WHAT IS EXPECTED
Transcribe the entire listing, keeping each word as it is.

SOURCE MATERIAL
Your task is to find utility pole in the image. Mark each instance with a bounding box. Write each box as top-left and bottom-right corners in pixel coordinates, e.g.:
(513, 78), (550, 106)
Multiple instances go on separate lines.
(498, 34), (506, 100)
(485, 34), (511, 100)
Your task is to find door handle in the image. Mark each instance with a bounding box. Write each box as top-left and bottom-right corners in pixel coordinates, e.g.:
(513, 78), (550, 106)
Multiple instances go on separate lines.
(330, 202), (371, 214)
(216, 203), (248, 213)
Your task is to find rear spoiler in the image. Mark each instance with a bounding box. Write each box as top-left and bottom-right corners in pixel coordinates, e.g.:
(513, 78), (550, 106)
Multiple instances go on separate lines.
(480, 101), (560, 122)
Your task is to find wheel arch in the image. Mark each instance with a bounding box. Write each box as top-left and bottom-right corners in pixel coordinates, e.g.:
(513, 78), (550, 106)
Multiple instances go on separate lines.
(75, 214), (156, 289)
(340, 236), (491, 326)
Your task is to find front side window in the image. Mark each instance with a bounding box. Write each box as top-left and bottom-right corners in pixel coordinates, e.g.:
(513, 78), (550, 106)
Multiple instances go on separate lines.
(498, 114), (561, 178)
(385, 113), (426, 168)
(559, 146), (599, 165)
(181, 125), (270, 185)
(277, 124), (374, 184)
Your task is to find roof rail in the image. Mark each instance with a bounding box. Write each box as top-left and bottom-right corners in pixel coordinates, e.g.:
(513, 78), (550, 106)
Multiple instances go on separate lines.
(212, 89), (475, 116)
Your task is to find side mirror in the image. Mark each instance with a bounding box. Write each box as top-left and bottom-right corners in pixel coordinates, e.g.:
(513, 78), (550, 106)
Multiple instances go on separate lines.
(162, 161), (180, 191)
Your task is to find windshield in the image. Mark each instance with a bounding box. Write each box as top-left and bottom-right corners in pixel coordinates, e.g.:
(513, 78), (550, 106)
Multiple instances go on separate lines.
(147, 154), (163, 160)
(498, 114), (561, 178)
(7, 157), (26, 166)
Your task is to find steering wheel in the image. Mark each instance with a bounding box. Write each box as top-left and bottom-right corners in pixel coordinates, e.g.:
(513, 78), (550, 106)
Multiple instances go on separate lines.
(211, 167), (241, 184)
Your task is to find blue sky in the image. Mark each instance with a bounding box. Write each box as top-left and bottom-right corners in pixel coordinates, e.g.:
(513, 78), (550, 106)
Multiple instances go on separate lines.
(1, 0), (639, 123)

REPLY TO THE TASK
Your task is to find utility pole in the image. Mark each instance with a bounding box. Write each box as top-left and bottom-right corners in pixel coordinates, e.g.:
(513, 78), (550, 106)
Multiple instances go on separate lines.
(498, 34), (506, 100)
(485, 34), (511, 100)
Your task is to find door handle in the image. Mark each instance with a bounding box. Write each box as top-left and bottom-right corners in pixel coordinates, e.g.:
(513, 78), (550, 106)
Multiple instances go on separate lines.
(330, 202), (371, 214)
(216, 203), (248, 213)
Your task is to find rear spoiler in the image. Mark each instance with a bounding box. Write each box as top-left and bottom-right corners in pixel coordinates, e.g.:
(513, 78), (550, 106)
Multiple instances go on separate lines.
(480, 101), (560, 122)
Your task is to find wheel arch in the image. Mark each instance with a bounding box. Write each box as top-left and bottom-right corners in pixel coordinates, e.g.:
(513, 78), (550, 106)
Multiple instances go on separate lines.
(75, 214), (156, 289)
(340, 236), (491, 326)
Your task is to find front side window in the image. Mark each instance with a bounding box. Write each box as top-left and bottom-right corners in pixel coordinates, e.g.:
(513, 78), (550, 106)
Multiple instances go on separate lines.
(498, 114), (561, 178)
(385, 113), (426, 168)
(559, 146), (599, 165)
(181, 125), (270, 185)
(277, 124), (374, 184)
Your task is to find roof rail in the image. Mark each instance with a bounding box. Write each box as top-left and bottom-right corners in pixel coordinates, e.g.:
(513, 78), (550, 106)
Multiple instances go on separate lines.
(212, 89), (475, 116)
Your task is to find side mirror in the image. Mark each instance with a bounding box. Write each box as top-left and bottom-right corners in pixel coordinates, e.g.:
(513, 78), (550, 106)
Multiple instances go on separate lines.
(162, 161), (180, 191)
Your task is to find windshield in the image. Mark each instance with a bounding box. Write each box as top-left and bottom-right corners in pixel coordinates, e.g.:
(513, 78), (550, 106)
Multiple instances go on separate lines.
(147, 154), (163, 160)
(498, 114), (561, 178)
(7, 157), (26, 166)
Your task is to find steering wheel in the image. Mark each instance with a bounding box. Write each box as top-left and bottom-right corners in pixel coordinates, e.g.:
(513, 78), (550, 106)
Multiple instances go on separate lines.
(211, 167), (241, 184)
Your task is to find blue sky in the image. Mark each instance with a bounding box. Write each box as top-left and bottom-right corners in pixel coordinates, e.g.:
(513, 78), (550, 106)
Multiple instances go on separate lines.
(1, 0), (639, 123)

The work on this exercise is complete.